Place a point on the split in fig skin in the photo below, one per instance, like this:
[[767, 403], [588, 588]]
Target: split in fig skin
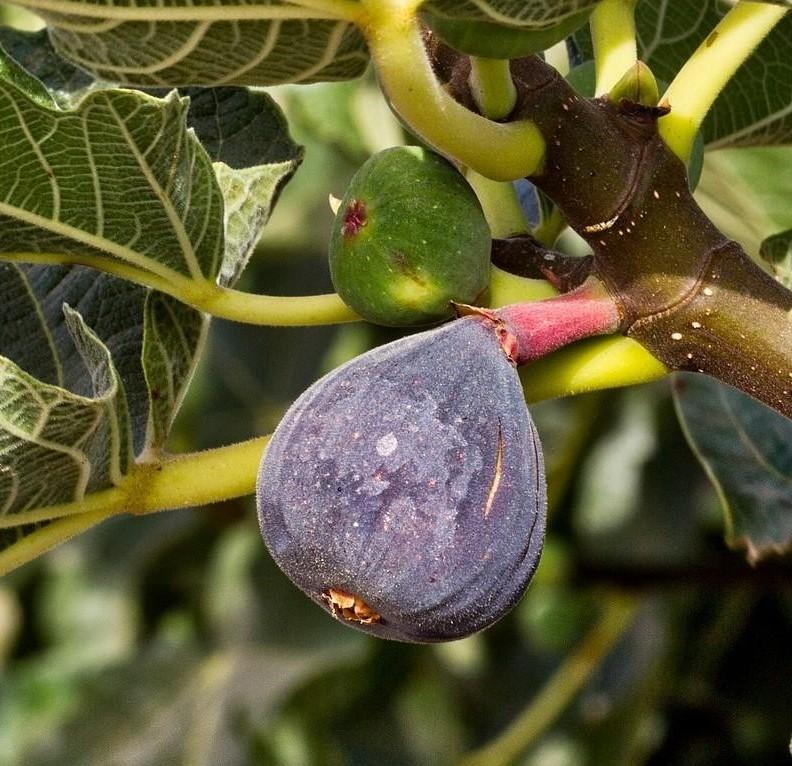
[[404, 492]]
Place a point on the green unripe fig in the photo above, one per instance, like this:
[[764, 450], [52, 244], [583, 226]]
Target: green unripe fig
[[500, 41], [409, 239]]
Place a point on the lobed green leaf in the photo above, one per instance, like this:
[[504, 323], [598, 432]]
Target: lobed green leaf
[[755, 107], [530, 14], [212, 43]]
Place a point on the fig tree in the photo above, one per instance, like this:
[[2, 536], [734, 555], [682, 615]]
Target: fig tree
[[404, 492], [500, 41], [409, 238]]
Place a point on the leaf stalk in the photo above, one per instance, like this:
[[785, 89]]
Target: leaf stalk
[[613, 37], [695, 88]]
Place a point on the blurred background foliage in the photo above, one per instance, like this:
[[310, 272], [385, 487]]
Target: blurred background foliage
[[173, 639]]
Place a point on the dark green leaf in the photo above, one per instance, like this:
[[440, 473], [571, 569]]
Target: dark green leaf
[[754, 108], [746, 448]]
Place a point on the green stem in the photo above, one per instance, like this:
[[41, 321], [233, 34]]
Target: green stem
[[42, 540], [591, 365], [707, 71], [274, 310], [492, 87], [502, 152], [567, 681], [550, 228], [613, 38], [179, 481], [500, 204]]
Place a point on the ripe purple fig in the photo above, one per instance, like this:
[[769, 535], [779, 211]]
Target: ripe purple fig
[[404, 492]]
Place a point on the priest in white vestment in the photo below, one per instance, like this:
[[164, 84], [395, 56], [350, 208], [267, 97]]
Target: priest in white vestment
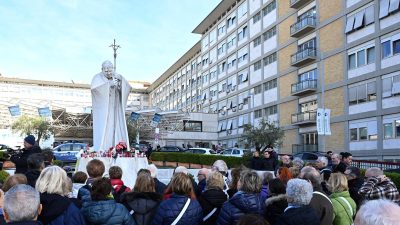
[[110, 93]]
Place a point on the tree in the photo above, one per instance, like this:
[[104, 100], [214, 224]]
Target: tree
[[265, 134], [36, 125]]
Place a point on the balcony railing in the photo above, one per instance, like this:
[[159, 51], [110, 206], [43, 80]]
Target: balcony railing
[[303, 26], [304, 118], [297, 3], [304, 56], [304, 87], [298, 148]]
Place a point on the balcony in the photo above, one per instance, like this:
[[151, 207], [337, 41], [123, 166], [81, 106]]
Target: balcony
[[298, 148], [303, 26], [304, 118], [297, 3], [304, 56], [304, 87]]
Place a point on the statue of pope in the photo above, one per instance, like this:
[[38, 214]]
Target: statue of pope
[[110, 93]]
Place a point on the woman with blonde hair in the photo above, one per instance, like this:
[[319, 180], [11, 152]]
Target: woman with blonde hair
[[344, 207], [54, 187], [143, 200], [180, 207]]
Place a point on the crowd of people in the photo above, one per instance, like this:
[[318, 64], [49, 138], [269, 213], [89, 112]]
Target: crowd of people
[[290, 192]]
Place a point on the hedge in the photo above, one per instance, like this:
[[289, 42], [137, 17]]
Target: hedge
[[198, 158]]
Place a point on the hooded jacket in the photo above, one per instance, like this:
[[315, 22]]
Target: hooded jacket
[[209, 200], [241, 203], [106, 212], [144, 205], [59, 210]]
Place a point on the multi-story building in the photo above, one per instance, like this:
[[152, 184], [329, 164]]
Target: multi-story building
[[281, 60]]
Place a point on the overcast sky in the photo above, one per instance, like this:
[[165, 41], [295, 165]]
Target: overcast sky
[[64, 40]]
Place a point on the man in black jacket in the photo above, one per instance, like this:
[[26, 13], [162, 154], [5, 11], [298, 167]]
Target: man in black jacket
[[20, 160]]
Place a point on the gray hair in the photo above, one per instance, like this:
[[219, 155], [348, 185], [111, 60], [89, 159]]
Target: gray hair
[[378, 212], [153, 170], [250, 182], [21, 203], [53, 180], [299, 192], [324, 160]]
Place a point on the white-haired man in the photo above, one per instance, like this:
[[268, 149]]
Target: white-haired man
[[378, 212], [22, 205]]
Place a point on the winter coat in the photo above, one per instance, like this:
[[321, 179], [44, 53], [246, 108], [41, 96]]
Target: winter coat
[[106, 212], [59, 210], [170, 209], [241, 203], [32, 176], [20, 160], [144, 205], [274, 207], [304, 215], [209, 200], [342, 214], [323, 207]]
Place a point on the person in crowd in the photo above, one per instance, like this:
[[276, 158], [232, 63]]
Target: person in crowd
[[160, 186], [201, 177], [246, 200], [143, 201], [276, 204], [35, 166], [20, 160], [103, 209], [53, 187], [267, 176], [256, 161], [115, 173], [182, 202], [13, 180], [48, 158], [284, 174], [322, 166], [378, 186], [355, 182], [212, 199], [319, 202], [378, 212], [95, 169], [251, 219], [347, 158], [269, 163], [298, 194], [344, 207], [22, 205], [78, 180]]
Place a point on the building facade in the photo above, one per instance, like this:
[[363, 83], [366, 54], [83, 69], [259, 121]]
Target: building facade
[[281, 60]]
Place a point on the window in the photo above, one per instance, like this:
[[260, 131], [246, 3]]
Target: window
[[267, 9], [361, 58], [270, 59], [269, 33], [256, 18], [360, 19], [257, 65], [257, 41]]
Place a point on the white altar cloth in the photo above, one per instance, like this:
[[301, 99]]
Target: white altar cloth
[[129, 166]]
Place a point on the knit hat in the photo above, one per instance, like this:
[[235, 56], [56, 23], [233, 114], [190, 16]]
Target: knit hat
[[30, 139]]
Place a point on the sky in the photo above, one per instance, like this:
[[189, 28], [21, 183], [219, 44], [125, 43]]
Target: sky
[[68, 40]]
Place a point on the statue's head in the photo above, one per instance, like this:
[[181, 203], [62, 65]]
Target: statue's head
[[108, 69]]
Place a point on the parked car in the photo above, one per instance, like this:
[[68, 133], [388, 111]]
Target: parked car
[[206, 151], [172, 149], [67, 152], [309, 157], [237, 152]]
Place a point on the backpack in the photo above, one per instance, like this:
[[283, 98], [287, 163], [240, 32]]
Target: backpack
[[117, 194]]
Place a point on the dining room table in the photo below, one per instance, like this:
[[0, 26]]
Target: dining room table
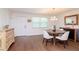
[[55, 33]]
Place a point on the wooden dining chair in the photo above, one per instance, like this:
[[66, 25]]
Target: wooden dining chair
[[46, 37], [64, 38]]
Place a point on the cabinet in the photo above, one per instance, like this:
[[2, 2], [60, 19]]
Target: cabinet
[[6, 39]]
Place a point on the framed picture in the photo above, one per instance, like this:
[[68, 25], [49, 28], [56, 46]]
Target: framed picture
[[71, 20]]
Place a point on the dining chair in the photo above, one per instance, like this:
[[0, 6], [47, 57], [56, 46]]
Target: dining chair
[[64, 38], [46, 37]]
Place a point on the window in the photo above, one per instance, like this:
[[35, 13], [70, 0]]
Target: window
[[39, 22]]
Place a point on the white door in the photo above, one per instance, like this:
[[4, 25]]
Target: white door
[[20, 26]]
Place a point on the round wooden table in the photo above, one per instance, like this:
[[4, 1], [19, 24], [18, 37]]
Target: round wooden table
[[54, 34]]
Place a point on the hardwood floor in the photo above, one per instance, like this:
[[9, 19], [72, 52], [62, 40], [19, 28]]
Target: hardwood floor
[[34, 43]]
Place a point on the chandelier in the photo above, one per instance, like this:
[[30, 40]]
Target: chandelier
[[53, 18]]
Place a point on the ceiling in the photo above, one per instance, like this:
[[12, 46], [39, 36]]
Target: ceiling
[[42, 11]]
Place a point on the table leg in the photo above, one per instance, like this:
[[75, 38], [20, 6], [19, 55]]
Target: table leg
[[54, 41]]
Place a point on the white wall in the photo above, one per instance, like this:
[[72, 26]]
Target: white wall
[[4, 17], [22, 27], [17, 17]]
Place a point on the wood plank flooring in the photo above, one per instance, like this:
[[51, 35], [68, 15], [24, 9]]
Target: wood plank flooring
[[34, 43]]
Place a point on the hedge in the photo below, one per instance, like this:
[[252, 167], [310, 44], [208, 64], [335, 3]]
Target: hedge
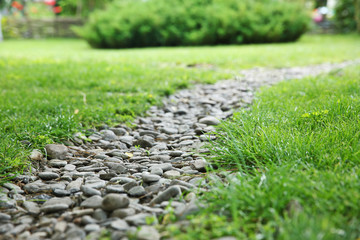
[[139, 23]]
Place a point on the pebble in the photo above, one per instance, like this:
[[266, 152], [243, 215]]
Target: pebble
[[120, 225], [69, 167], [48, 175], [54, 208], [148, 233], [31, 207], [108, 135], [152, 163], [75, 186], [209, 120], [157, 171], [115, 189], [114, 201], [56, 151], [57, 163], [36, 155], [4, 217], [123, 212], [92, 202], [138, 219], [171, 174], [169, 193], [137, 191], [92, 228], [150, 177]]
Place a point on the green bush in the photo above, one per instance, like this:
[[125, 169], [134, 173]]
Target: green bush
[[138, 23], [345, 13]]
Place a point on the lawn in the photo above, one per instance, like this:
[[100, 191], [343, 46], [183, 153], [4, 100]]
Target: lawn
[[297, 155], [51, 89]]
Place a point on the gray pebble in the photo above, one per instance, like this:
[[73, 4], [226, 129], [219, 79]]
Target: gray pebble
[[92, 202], [114, 201], [48, 175], [169, 193], [137, 191]]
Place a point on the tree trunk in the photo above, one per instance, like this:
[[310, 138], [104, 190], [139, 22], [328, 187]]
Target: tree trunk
[[1, 34]]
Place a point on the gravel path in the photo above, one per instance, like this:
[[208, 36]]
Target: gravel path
[[125, 177]]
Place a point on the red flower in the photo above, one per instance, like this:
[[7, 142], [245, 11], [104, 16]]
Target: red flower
[[57, 9], [17, 5]]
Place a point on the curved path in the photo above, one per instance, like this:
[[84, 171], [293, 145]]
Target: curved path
[[125, 177]]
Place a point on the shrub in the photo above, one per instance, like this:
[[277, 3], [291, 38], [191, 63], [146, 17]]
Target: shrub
[[138, 23], [347, 13]]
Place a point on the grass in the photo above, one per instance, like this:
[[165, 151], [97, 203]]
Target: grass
[[297, 152], [51, 89]]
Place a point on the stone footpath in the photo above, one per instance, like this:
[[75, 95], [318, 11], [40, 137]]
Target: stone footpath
[[125, 178]]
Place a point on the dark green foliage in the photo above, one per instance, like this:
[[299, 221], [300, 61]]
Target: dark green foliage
[[345, 16], [137, 23]]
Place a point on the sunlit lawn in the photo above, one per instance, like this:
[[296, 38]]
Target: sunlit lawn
[[50, 89]]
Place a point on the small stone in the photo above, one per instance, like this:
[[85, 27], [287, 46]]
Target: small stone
[[75, 233], [169, 131], [148, 233], [209, 120], [56, 151], [144, 142], [128, 140], [60, 226], [199, 165], [138, 219], [57, 163], [36, 155], [89, 191], [54, 208], [169, 193], [118, 131], [181, 183], [92, 202], [137, 191], [172, 174], [54, 201], [4, 218], [99, 215], [61, 193], [13, 188], [157, 171], [130, 185], [75, 186], [31, 207], [186, 143], [108, 135], [18, 229], [117, 167], [114, 201], [95, 184], [5, 227], [150, 178], [123, 212], [198, 181], [48, 175], [69, 167], [87, 220], [115, 189], [92, 228], [163, 166], [81, 212], [107, 176], [120, 225]]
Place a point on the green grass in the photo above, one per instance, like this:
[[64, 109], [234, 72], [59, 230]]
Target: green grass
[[50, 89], [297, 152]]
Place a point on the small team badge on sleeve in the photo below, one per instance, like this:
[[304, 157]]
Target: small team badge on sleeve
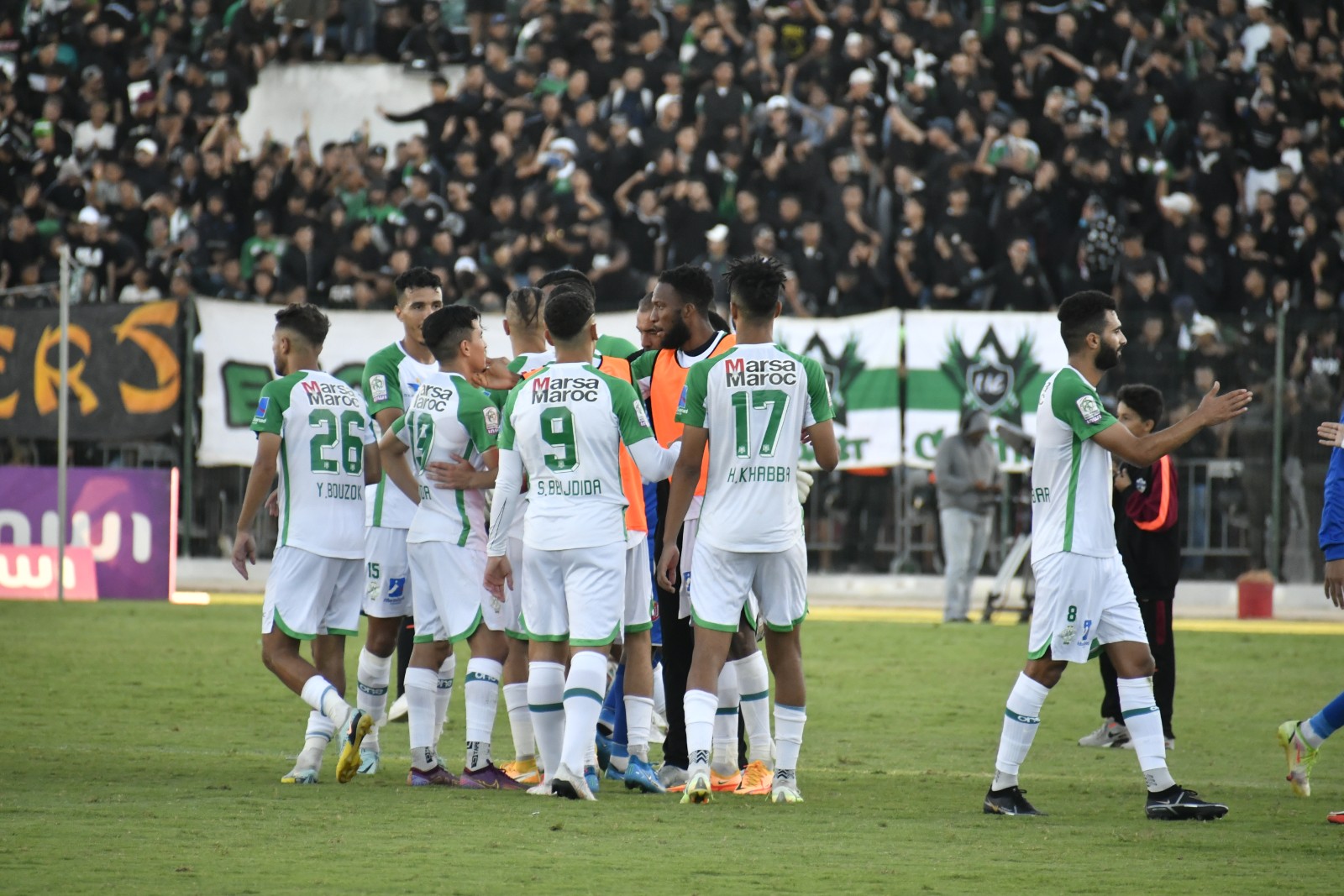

= = = = = = =

Can you copy the rows verbatim, from the first line of the rows through the line that contains "[[404, 492], [500, 41], [409, 238]]", including that line? Leave the pictures out.

Place a point on the split in fig skin in the photo below, one per instance, like this:
[[767, 403], [588, 588]]
Target: split in fig skin
[[404, 492]]
Place a point on the green unripe fig in the photo above, one per instance, like this:
[[764, 450], [52, 244], [583, 226]]
Target: green unripe fig
[[500, 41], [409, 239]]
Place a point on the lobed green leaf in the photo above, one per instance, like this:
[[504, 323], [598, 432]]
Target: lobed green leaf
[[755, 107], [530, 14], [212, 43]]
Place a point on the fig tree in the photo above, one per instance, like this:
[[2, 536], [734, 555], [682, 615]]
Target: fig tree
[[404, 492], [500, 41], [409, 238]]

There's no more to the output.